# DIRECTIONS FOR THIS TASK
From the line that includes "each like (743,317)." to the last line of the records, inclusive, repeat each line exactly.

# ITEMS
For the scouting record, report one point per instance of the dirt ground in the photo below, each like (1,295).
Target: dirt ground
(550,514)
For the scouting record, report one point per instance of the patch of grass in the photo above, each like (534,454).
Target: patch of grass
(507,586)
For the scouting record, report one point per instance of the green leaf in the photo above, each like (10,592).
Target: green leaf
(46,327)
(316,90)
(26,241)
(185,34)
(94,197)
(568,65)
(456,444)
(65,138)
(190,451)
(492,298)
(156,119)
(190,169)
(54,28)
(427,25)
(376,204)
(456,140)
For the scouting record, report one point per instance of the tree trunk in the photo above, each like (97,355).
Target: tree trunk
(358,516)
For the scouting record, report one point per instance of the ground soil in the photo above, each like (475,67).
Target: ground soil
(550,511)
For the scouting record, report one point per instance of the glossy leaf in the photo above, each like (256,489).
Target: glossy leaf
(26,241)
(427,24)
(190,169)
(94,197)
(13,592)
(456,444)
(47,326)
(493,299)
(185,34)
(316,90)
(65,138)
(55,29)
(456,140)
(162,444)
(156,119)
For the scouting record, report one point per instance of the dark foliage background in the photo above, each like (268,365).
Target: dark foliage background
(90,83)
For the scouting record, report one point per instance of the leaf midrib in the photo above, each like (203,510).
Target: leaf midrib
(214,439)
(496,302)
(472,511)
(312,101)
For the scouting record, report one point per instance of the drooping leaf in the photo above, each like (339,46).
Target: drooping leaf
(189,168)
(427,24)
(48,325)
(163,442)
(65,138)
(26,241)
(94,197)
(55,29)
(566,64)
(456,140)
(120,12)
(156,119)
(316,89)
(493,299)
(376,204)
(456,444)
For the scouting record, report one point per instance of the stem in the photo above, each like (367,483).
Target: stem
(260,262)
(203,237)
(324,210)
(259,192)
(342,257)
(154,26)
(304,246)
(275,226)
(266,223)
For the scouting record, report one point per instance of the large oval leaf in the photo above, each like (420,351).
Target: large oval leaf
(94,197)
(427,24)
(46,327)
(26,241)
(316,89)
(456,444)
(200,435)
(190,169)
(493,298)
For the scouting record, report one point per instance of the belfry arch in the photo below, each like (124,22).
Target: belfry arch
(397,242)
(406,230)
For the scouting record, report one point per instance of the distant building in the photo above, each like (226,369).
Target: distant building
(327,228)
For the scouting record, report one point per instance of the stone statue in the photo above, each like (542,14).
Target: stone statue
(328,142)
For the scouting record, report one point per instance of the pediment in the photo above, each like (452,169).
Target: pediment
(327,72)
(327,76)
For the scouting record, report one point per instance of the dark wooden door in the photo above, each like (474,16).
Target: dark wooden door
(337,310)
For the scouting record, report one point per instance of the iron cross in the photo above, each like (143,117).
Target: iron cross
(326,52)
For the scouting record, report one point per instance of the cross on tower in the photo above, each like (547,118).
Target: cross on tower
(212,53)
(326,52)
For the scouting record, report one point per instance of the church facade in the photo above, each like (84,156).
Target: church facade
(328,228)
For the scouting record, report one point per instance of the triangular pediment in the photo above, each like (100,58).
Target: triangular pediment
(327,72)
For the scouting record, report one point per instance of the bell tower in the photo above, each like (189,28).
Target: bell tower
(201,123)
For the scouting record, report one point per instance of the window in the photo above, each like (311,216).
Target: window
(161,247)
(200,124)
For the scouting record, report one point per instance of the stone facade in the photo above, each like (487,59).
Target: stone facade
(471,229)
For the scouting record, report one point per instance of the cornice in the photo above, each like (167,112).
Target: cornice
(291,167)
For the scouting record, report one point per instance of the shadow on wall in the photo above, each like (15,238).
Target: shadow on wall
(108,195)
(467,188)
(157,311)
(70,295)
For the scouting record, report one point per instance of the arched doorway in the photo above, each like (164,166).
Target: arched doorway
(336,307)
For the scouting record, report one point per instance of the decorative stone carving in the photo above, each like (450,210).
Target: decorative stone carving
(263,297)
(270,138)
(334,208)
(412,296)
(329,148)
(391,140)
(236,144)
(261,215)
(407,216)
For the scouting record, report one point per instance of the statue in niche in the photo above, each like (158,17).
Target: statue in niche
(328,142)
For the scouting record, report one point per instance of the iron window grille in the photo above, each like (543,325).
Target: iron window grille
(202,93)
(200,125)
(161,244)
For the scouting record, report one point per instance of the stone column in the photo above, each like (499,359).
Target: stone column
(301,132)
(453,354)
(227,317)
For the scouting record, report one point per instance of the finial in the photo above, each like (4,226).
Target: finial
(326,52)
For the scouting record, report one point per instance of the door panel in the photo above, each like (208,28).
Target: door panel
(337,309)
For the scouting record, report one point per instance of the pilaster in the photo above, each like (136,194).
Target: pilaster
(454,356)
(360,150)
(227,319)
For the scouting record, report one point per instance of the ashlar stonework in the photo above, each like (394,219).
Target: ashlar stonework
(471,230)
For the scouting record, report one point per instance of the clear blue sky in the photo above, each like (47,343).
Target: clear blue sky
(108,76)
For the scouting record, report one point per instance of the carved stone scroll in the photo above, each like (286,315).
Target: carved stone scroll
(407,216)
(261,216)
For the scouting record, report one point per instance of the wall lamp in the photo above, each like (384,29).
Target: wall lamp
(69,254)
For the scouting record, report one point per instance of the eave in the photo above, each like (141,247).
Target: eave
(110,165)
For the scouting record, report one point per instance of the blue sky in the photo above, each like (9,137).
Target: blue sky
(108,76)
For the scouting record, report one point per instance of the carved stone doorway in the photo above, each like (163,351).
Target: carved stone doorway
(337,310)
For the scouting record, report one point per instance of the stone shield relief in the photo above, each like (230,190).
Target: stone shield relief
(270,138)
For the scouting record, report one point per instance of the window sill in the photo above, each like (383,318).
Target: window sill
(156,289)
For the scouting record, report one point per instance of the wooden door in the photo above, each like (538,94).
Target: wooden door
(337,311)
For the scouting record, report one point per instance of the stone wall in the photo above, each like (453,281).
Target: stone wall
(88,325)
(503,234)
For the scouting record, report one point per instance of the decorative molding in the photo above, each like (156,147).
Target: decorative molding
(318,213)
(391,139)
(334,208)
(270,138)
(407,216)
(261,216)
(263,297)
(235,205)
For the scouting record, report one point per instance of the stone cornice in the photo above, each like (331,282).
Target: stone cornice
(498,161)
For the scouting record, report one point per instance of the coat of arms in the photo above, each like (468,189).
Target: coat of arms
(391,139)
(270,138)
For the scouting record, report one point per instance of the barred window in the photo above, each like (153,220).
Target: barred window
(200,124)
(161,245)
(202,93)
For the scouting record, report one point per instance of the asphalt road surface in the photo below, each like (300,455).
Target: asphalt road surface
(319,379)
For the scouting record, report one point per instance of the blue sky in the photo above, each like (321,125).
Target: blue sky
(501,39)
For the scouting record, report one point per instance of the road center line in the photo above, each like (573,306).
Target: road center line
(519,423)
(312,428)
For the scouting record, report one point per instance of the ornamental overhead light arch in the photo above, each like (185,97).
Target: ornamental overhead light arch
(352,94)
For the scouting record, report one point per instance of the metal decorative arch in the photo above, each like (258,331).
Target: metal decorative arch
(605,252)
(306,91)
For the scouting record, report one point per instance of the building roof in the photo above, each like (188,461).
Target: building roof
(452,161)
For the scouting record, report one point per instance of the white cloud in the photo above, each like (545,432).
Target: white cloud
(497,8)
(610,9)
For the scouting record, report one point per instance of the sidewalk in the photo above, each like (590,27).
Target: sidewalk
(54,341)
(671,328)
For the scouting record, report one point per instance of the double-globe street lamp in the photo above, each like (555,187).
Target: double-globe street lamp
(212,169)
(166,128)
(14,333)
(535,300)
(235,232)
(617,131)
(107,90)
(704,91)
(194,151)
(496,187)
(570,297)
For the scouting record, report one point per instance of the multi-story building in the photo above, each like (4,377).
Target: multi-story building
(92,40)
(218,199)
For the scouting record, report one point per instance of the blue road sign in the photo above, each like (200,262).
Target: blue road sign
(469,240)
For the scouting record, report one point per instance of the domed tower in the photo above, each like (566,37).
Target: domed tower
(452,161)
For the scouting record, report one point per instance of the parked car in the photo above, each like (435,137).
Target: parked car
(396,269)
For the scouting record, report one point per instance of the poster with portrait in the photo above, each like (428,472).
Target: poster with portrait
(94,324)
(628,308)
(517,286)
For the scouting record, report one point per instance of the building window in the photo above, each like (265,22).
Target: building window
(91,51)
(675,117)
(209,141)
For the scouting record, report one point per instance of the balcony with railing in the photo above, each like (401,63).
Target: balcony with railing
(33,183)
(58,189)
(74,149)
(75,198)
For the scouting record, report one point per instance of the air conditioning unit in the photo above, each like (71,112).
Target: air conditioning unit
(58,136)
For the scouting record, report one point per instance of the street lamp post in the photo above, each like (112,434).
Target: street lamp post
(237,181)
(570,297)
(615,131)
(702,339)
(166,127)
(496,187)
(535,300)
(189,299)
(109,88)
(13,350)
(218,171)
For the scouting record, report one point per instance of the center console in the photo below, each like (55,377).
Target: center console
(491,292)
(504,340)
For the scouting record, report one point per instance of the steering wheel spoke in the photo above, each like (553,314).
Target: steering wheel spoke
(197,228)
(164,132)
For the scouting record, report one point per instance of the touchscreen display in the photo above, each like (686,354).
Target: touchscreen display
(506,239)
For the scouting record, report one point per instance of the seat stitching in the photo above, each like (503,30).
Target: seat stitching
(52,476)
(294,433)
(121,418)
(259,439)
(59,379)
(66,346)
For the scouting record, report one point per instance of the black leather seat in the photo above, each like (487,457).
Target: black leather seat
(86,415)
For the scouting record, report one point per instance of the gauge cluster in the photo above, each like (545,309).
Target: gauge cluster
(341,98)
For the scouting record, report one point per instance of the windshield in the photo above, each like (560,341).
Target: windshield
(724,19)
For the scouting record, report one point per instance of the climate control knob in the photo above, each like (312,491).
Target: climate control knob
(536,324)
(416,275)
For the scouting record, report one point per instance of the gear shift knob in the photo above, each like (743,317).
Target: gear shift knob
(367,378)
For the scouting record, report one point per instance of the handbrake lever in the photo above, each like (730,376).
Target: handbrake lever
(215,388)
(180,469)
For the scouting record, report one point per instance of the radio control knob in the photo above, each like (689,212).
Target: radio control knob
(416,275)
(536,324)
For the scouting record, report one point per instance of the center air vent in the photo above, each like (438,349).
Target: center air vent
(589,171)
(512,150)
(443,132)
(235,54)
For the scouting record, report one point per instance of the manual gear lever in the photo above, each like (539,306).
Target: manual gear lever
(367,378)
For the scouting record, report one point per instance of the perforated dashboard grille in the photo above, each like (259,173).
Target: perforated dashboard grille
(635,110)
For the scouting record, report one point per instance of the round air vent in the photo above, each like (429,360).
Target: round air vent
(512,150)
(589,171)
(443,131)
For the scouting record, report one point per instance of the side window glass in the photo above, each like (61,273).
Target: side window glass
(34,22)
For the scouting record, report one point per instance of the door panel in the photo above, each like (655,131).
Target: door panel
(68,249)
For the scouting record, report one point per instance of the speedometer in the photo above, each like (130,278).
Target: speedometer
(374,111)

# ANSWER TO THIS TASK
For the scouting record, report one point per instance of the gear shift knob in the photo above, each like (743,317).
Target: gear shift knob
(367,378)
For the scouting record, report one point per instance of the handbrake lever in the photo above, each like (730,376).
Target: handbrake lever
(215,388)
(180,469)
For the scouting record, report one point per instance of the radio control knob in the photo above, each like (689,212).
Target: radio control knob
(416,275)
(536,324)
For the scouting record, report one point per instance of the center air vent in the photo above, each like (438,349).
Target: center air vent
(589,171)
(512,150)
(443,132)
(235,54)
For the scouting record, report one point per instance of the manual gear lever in the photo above, each like (539,306).
Target: manual gear lever
(367,378)
For the scouting record, report one point per instance of the perforated dashboard grille in the photo above, each like (259,173).
Target: perforated dashboard grille
(635,110)
For the scouting record, report one point per instance of the round air vent in the photo above, each like (429,360).
Target: round air vent
(512,150)
(589,171)
(443,131)
For the scouting record, report one point per instance of the side window glass in the photo above, each like (61,273).
Target: side window glass
(34,22)
For the scouting record, report one point per instance of the door panel in the photo above, each like (655,131).
Target: door panel
(68,249)
For the scouting record, report one point per instance of the speedometer in the photo above, each like (130,278).
Target: speedometer
(374,111)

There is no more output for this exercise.